● **DIRECTIONS**: Reproduce everything from the line containing "spot the far shoreline" down to the end of the records, switching "spot" to "locate" wherever it occurs and leaving all else unchanged.

● **Stored data**:
:::
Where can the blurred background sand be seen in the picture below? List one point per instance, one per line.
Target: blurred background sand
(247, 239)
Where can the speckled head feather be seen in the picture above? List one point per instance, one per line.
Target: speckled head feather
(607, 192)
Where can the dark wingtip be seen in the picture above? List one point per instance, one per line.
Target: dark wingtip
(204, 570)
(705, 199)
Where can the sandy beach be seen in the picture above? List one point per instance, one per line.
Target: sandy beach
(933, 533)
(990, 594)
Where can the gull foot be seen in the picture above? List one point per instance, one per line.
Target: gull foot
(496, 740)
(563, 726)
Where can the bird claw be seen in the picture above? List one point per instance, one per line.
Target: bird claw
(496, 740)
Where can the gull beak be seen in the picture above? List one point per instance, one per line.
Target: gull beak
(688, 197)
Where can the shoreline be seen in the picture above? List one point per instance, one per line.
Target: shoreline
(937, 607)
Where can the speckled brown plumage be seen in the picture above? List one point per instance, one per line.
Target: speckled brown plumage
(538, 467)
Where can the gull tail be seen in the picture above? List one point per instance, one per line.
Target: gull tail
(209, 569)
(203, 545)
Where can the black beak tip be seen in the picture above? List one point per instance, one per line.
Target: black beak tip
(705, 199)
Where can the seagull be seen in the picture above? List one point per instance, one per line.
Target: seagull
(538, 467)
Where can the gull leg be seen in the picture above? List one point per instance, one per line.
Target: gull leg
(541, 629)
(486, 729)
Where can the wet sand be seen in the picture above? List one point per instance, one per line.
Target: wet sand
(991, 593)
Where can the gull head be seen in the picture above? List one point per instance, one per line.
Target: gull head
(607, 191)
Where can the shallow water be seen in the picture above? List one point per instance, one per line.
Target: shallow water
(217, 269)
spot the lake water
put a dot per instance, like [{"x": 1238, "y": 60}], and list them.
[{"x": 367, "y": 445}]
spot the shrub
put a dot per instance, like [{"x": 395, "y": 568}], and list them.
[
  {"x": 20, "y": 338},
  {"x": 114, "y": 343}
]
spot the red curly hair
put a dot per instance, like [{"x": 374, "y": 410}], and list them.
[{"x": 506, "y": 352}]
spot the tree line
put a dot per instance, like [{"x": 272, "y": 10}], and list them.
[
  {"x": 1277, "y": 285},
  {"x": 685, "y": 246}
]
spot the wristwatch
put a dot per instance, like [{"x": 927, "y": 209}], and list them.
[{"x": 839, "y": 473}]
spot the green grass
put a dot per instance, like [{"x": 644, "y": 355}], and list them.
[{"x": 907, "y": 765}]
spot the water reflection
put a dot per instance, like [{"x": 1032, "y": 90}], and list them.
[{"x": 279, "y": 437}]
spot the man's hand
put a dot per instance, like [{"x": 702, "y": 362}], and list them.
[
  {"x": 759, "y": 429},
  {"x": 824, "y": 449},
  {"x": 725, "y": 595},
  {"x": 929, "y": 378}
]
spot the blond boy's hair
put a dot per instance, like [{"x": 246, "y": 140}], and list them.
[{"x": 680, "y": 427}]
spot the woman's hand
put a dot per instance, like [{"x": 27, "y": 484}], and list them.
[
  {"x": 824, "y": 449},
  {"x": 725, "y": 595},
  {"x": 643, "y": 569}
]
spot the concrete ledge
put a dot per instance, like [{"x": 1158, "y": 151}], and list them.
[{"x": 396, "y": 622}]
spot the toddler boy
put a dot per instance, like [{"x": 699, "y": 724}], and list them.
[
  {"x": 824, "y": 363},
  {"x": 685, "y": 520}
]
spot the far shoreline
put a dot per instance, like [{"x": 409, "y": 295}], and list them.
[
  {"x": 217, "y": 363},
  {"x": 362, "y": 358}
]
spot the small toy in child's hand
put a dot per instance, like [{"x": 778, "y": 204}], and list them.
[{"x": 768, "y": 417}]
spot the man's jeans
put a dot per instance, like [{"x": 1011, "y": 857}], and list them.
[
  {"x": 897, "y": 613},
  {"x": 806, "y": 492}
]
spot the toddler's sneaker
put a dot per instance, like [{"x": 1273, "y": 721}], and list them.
:::
● **SOLVED PROBLEM**:
locate the far shoreline
put a dot per instance, like [{"x": 409, "y": 295}], and list them.
[
  {"x": 217, "y": 363},
  {"x": 362, "y": 358}
]
locate the small toy in child's hand
put a dot per instance, like [{"x": 778, "y": 204}], and list them.
[{"x": 768, "y": 417}]
locate the man's jeans
put a dot per instance, like [{"x": 1011, "y": 857}], and list them.
[
  {"x": 897, "y": 613},
  {"x": 806, "y": 492}
]
locate the toddler's sneaker
put a dot per instance, like [{"x": 1273, "y": 721}], and list them.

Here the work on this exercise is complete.